**Text to read:**
AUG 06 - The drumbeats of nationalism are rumbling louder.  Several “revelations” in recent days have contributed to the volume. The first was the admission by Shyam Saran, who once served as an ambassador to Nepal. Saran admitted India intervened in Nepal to reverse the sacking of then Army chief Rukmangud Katuwal by the then Prime Minister Pushpa Kamal Dahal in 2009. Saran said India intervened because it “did not want Nepal Army’s professional integrity invaded.” His admission came during the book launch of Nepal in transition: from People’s War to fragile peace in New Delhi.
Another launch of the same book in Kathmandu a week ago generated another rumble. This time, it was an academic and one-time diplomat SD Muni, considered a “Nepal hand” in India, who made headlines. Muni claimed during the book discussion that king Tribhuvan Shah had written to India during the anti-Rana agitation in 1950,  offering that Nepal be a part of Indian federation. Muni’s claim appears to be a rumour—he hadn’t seen the document himself, but some of his friends in India’s Ministry of External Affairs assured him that it existed. Muni said other things too. For example, that the Maoists had written to India during their insurgency, reassuring India that its vital interests in Nepal will not be harmed by the Maoists.
The Maoist Prime Minister Baburam Bhattarai agrees that they wrote to India, as they wrote to other international actors and that there’s nothing new in the revelation. But  given the acerbic denouncement of Indian “expansionism” the Maoists have made in the last few years, the admission has convinced many that their litany of complaints against India is a mere pretense, and they, like any other major political actor in Nepal, have “sold out” to India.  At the receiving end of the nationalism debate has been PM Bhattarai, who, with a dejected air, announced last Friday to a group of journalists that “the keys are elsewhere,” but keeping short of explaining what that meant. Invoking the immortal Nepali poet Bhupi Sherchan, he merely said: “We are pawns.”

**Supplied records:**
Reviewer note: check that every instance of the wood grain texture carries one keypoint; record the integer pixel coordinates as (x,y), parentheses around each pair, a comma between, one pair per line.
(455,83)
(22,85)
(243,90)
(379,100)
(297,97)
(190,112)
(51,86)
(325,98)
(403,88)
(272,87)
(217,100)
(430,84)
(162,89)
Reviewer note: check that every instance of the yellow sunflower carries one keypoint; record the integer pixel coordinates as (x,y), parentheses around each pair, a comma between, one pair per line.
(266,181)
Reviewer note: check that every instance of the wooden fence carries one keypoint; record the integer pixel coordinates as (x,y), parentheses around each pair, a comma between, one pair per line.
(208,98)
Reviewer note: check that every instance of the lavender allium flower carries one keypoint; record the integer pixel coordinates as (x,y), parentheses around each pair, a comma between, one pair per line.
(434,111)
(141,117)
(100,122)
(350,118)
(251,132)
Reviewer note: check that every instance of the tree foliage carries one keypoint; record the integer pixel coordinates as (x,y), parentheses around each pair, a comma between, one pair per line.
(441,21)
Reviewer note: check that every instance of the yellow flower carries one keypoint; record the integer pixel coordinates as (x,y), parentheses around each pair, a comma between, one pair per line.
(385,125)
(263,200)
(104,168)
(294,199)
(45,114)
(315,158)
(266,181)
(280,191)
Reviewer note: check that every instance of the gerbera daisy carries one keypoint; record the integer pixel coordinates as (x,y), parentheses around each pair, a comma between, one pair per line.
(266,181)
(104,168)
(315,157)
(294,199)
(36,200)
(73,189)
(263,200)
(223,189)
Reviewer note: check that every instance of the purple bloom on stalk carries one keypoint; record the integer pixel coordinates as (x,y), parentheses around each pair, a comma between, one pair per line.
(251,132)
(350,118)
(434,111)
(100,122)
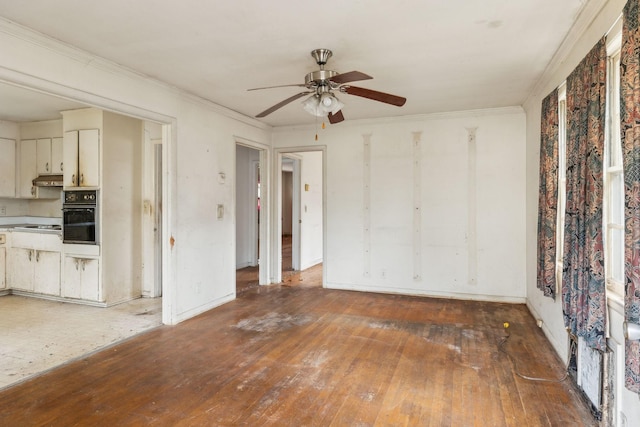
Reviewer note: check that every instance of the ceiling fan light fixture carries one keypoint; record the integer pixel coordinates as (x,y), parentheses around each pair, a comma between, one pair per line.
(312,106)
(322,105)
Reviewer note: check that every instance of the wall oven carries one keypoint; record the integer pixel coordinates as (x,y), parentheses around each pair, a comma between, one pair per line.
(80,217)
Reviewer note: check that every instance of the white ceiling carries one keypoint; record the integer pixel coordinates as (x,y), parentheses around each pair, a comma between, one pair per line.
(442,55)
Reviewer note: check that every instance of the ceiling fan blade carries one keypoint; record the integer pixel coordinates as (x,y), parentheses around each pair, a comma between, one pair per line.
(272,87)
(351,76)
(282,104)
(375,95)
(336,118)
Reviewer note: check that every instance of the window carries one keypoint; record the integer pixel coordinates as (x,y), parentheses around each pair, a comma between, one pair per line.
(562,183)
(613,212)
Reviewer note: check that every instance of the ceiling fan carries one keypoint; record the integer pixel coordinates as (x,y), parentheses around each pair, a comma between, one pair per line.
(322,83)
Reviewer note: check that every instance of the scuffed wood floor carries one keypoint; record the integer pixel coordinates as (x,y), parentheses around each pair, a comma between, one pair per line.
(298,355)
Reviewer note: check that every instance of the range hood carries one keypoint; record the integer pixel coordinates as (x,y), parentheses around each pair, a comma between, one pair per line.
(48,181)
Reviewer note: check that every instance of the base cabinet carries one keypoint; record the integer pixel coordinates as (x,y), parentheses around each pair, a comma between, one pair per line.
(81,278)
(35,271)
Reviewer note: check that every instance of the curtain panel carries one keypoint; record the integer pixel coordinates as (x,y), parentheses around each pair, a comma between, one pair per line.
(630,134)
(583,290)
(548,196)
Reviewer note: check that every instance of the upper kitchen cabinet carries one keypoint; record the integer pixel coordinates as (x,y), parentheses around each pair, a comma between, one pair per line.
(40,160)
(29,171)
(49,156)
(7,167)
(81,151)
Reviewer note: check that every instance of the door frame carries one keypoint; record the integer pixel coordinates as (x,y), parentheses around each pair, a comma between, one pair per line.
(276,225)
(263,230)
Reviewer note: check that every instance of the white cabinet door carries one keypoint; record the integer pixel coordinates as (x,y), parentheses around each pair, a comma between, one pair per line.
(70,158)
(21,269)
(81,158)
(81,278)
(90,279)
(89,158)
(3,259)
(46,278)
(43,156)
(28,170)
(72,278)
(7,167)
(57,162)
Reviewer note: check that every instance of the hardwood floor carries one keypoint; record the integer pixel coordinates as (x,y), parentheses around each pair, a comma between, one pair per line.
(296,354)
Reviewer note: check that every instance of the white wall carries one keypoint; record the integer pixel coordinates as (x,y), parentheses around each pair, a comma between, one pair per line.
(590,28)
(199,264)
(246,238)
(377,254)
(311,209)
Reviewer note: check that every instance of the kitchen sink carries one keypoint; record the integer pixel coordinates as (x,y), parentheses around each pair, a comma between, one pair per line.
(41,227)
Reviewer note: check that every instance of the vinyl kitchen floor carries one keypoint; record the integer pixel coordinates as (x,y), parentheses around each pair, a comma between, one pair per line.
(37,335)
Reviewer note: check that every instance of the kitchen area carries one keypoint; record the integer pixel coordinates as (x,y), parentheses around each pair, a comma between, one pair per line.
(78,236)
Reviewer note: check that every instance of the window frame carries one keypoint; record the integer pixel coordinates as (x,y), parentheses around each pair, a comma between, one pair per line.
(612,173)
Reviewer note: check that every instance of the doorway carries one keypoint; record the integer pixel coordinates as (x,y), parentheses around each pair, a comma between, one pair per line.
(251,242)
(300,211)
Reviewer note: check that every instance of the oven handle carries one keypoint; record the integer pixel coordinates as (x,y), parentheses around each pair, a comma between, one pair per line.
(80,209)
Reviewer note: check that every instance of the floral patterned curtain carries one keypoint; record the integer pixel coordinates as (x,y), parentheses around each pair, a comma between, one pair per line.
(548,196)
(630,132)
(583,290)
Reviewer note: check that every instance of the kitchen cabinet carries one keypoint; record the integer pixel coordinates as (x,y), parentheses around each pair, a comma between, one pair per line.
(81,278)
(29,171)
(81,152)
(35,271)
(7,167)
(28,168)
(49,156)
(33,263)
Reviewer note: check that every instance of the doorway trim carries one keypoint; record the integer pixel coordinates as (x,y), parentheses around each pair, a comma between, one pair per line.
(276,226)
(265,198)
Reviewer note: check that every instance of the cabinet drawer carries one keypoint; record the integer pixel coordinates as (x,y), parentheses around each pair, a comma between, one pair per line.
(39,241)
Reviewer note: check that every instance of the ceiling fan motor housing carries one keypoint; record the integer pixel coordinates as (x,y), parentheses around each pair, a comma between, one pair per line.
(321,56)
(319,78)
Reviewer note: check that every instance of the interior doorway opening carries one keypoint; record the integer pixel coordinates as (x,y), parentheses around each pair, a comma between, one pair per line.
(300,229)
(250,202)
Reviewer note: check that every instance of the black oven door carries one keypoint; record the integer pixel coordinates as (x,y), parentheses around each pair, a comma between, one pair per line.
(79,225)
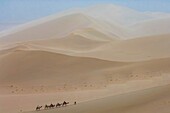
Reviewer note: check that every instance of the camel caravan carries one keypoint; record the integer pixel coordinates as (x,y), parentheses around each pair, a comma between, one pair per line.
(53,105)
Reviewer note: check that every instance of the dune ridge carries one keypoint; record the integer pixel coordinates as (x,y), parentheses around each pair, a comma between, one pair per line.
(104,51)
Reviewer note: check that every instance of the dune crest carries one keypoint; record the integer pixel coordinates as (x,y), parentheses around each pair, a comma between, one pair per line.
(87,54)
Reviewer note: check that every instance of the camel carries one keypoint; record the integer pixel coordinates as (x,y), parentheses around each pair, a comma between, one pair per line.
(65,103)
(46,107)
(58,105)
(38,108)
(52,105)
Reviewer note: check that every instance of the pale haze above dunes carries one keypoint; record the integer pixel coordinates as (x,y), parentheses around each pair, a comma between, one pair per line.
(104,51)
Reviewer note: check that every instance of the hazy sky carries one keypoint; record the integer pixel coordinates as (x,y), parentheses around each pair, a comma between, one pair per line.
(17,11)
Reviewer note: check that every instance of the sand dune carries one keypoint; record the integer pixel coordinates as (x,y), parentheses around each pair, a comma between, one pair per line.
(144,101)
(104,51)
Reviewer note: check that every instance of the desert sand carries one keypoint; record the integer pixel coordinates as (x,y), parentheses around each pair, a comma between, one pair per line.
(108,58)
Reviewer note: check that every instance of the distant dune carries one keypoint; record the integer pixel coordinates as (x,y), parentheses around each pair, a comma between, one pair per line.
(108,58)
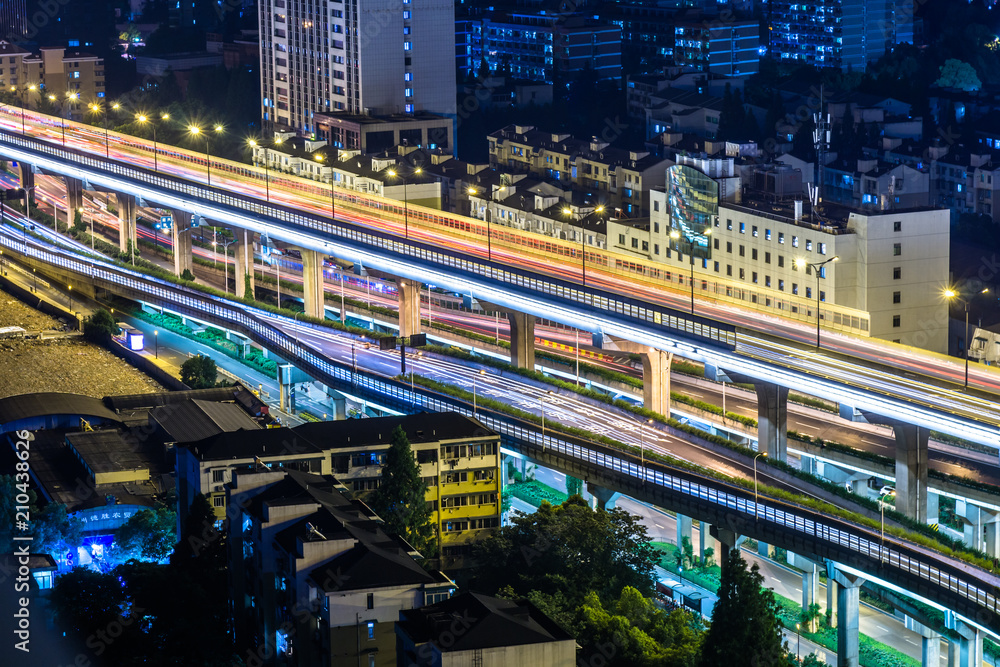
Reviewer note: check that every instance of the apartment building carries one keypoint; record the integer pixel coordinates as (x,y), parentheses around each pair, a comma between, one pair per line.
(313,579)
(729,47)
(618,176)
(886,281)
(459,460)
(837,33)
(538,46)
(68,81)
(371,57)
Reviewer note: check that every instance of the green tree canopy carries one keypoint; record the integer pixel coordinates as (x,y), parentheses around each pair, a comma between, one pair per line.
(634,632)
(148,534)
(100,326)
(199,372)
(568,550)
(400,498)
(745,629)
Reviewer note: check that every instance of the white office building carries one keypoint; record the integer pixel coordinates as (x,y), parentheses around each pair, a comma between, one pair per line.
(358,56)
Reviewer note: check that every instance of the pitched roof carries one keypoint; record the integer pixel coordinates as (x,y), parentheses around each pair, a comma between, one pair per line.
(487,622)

**Required task 1:** Rewrite the paragraph beginning "Another launch of the same book" from the article on Nepal and India as a short bulleted list that keeps its main facts.
**Required task 2:** In the article on Nepal and India, reproduce word for word the stretch from "AUG 06 - The" through "in New Delhi.".

**Task solution 1:**
- A week earlier, a Kathmandu launch of the same book caused further controversy.
- SD Muni, an academic and former diplomat regarded in India as a "Nepal hand," made headlines there.
- He claimed that King Tribhuvan Shah wrote to India during the 1950 anti-Rana agitation, offering to make Nepal part of the Indian federation.
- The claim appears to be a rumor: Muni had not seen the document, but friends in India's Ministry of External Affairs assured him it existed.
- He also said the Maoists wrote to India during their insurgency, assuring it that they would not harm India's vital interests in Nepal.

**Task solution 2:**
AUG 06 - The drumbeats of nationalism are rumbling louder.  Several “revelations” in recent days have contributed to the volume. The first was the admission by Shyam Saran, who once served as an ambassador to Nepal. Saran admitted India intervened in Nepal to reverse the sacking of then Army chief Rukmangud Katuwal by the then Prime Minister Pushpa Kamal Dahal in 2009. Saran said India intervened because it “did not want Nepal Army’s professional integrity invaded.” His admission came during the book launch of Nepal in transition: from People’s War to fragile peace in New Delhi.